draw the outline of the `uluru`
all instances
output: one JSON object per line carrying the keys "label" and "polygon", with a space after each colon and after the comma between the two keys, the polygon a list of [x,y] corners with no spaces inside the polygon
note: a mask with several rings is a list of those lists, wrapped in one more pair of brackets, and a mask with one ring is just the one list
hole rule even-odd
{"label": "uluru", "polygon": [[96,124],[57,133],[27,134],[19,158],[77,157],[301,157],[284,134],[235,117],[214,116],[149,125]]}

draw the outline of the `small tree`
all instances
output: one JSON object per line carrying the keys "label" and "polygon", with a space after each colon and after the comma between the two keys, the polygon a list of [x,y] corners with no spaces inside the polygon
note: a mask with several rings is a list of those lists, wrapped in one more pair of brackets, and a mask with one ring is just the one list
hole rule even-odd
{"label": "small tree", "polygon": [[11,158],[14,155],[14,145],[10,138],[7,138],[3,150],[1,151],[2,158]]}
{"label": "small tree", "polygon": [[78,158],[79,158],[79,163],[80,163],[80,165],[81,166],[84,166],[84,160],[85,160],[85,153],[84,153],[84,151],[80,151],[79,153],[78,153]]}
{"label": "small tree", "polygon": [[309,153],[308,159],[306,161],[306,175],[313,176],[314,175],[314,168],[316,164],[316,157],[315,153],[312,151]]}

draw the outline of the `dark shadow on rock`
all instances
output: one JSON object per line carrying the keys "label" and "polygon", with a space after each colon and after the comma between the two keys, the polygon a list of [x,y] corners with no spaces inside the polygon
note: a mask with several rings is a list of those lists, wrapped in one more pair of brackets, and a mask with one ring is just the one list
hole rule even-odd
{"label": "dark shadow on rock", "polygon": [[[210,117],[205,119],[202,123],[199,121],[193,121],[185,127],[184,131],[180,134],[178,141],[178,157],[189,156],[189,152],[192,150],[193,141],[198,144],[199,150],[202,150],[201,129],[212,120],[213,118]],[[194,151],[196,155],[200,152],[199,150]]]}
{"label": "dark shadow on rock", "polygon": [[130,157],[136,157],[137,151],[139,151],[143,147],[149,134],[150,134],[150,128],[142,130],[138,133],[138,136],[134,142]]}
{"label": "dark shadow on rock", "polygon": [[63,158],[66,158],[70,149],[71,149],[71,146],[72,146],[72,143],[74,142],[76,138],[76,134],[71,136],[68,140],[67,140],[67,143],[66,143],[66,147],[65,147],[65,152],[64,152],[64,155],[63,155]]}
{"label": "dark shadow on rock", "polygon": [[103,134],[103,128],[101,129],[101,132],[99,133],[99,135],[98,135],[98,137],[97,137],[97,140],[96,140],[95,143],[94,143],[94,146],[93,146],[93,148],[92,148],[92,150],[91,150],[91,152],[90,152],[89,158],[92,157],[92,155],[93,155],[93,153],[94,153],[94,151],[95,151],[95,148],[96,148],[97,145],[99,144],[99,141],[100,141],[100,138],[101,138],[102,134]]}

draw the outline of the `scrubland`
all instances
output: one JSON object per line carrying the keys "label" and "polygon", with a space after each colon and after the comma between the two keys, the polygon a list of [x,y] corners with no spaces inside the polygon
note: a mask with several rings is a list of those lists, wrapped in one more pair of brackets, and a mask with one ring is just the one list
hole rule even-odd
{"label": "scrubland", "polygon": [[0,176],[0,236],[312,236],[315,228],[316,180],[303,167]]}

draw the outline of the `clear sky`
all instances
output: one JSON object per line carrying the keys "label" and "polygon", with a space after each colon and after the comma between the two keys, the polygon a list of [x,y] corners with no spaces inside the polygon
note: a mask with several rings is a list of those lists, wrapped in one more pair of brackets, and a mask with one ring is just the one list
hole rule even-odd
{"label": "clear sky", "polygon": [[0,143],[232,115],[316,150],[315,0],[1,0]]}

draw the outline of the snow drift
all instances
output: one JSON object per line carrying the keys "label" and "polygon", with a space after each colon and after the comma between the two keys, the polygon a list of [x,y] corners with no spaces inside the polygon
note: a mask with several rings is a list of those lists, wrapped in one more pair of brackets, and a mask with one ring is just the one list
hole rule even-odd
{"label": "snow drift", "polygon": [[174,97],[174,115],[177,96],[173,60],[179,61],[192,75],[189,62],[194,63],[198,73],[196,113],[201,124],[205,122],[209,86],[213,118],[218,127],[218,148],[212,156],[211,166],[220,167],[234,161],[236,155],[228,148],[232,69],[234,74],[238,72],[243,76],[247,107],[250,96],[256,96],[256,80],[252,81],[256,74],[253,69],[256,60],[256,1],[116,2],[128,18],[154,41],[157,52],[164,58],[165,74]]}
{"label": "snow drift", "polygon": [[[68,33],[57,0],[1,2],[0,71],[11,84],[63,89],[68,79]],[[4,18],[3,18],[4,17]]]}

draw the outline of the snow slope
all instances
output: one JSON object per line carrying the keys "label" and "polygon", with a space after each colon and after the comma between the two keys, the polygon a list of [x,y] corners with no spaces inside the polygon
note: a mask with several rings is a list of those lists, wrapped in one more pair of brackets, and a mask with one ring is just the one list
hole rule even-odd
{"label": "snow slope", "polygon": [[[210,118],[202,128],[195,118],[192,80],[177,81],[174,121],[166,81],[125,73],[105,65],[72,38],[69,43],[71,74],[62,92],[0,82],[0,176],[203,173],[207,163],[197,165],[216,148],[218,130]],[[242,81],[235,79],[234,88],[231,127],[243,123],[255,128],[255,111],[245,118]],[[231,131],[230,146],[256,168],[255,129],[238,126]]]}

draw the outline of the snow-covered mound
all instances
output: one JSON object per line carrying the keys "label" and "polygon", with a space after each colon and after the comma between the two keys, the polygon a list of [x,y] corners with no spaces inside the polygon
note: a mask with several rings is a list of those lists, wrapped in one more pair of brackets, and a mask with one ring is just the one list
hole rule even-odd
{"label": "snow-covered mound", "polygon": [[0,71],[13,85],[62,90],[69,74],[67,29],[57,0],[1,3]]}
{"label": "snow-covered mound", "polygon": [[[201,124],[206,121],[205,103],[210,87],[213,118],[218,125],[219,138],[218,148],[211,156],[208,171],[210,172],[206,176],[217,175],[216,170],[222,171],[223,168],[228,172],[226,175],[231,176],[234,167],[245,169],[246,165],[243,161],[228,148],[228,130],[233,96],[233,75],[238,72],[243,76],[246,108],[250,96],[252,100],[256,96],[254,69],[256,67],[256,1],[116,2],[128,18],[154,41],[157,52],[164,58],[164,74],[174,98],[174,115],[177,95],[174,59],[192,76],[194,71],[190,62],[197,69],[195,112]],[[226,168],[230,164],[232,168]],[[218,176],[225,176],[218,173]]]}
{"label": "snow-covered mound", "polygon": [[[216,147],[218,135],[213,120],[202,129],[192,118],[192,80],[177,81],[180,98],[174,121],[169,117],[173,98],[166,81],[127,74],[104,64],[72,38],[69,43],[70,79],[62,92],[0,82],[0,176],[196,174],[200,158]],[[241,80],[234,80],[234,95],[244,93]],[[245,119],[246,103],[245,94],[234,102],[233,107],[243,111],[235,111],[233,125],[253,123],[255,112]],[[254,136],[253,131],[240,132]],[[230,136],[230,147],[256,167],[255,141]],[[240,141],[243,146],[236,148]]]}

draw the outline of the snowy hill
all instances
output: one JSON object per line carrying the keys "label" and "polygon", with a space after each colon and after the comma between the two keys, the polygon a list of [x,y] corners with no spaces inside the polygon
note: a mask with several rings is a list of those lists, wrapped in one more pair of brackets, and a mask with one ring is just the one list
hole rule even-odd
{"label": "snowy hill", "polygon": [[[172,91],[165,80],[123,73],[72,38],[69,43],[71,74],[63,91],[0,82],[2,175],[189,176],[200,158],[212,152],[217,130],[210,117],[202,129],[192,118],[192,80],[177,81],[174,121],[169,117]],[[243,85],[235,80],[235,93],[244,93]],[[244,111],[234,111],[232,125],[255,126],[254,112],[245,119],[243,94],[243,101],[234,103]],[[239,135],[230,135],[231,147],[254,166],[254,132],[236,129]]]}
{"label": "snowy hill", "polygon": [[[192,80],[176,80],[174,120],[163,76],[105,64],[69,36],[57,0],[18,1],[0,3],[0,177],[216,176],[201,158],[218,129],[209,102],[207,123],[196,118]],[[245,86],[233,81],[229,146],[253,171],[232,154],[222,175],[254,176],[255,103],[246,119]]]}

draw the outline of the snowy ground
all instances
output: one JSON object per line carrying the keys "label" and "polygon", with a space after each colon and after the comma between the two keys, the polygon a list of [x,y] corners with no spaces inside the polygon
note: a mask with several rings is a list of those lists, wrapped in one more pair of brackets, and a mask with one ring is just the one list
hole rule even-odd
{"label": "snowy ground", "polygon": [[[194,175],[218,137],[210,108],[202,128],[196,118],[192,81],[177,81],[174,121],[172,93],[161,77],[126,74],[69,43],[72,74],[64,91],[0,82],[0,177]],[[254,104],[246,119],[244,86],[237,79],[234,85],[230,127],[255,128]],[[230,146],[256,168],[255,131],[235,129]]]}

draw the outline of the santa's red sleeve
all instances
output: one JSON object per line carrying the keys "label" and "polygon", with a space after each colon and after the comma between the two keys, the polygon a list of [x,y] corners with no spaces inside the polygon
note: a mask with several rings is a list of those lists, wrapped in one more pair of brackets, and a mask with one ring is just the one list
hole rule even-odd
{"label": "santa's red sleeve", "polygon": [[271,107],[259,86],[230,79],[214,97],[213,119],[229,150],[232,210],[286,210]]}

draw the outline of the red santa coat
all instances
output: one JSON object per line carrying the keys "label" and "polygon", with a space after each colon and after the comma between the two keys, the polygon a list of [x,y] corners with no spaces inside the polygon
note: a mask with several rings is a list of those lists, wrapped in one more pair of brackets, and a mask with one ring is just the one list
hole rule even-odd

AIM -
Rewrite the records from the line with "draw the outline of the red santa coat" up to and including the last line, changing "all instances" to "every instance" and keeping everything else the same.

RESULT FOR THIS TASK -
draw the outline of the red santa coat
every instance
output: one JSON object per line carrying the keys "label" and "polygon", with a space after each colon and after the comma between the two keys, the polygon a list of [x,y] corners with no spaces inside the polygon
note: a mask with several rings is a list of those lists, wrapped in one more pair of brackets, and a mask with one ring is just the one list
hole rule even-odd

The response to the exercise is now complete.